- Brief 1: Copy the dataset items below line for line, leaving out the pictures.

Roger Simon reports on a public expression of anti-Semitism that the media failed to report. Since it happened at a high-profile celebration of Martin Luther King on the 40th anniversary of his assassination, one has to wonder what motivated the silence. While the Mayor of Los Angeles and several other city officials sat in attendance, the keynote speaker blamed Jews for black misery in the United States after the African-American fraternity Kappa Alpha Psi awarded its Tom Bradley Award to an Israeli-born activist for the poor:
With Mayor Antonio Villaraigosa, City Councilman Bernard Parks, State Senator Mark Ridley Thomas and Assemblyman Mike Davis in attendance (and also winning awards in some instances) at the Marriott Hotel conference, the fraternity had just given its Tom Bradley Award—named for the esteemed former Los Angeles mayor—to Israeli-American Daphna Ziman.
Ziman is the founder and volunteer chairwoman of Children Uniting Nations—an organization devoted to the rights of children. CUN has helped children from Kosovo to the American inner cities, focusing especially on mentoring programs for children from Los Angeles broken homes. Ziman has also been a fundraiser and donor to the Hillary Clinton campaign.
After Ziman received her award, Reverend [Eric] Lee, who is the President/CEO of the Los Angeles branch of Dr. King’s Southern Christian Leadership Conference, began his keynote speech. In the midst of this, after praising Malcolm X, he started staring directly at Ziman, according to an email she sent.

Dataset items
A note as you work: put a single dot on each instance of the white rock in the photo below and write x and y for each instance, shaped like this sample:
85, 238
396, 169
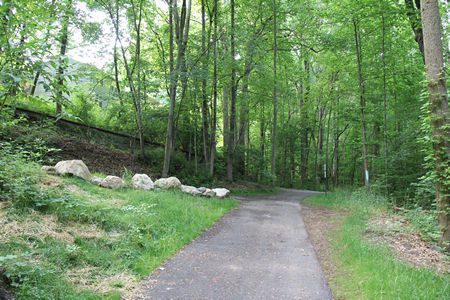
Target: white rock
49, 169
208, 193
73, 167
190, 190
142, 181
97, 180
167, 183
112, 182
221, 192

- Brief 2: From the text on the Martin Luther King anniversary celebration, list every public official named as attending the Marriott Hotel conference, with the title given for each.

- Problem solution 1:
A note as you work: put a single dot on each instance of the white rock in the photo below and write x and y for each instance, shaped like this sample:
85, 238
396, 169
Target: white rock
49, 169
208, 193
73, 167
190, 190
142, 181
97, 180
167, 183
112, 182
221, 192

- Problem solution 2:
Mayor Antonio Villaraigosa
City Councilman Bernard Parks
State Senator Mark Ridley Thomas
Assemblyman Mike Davis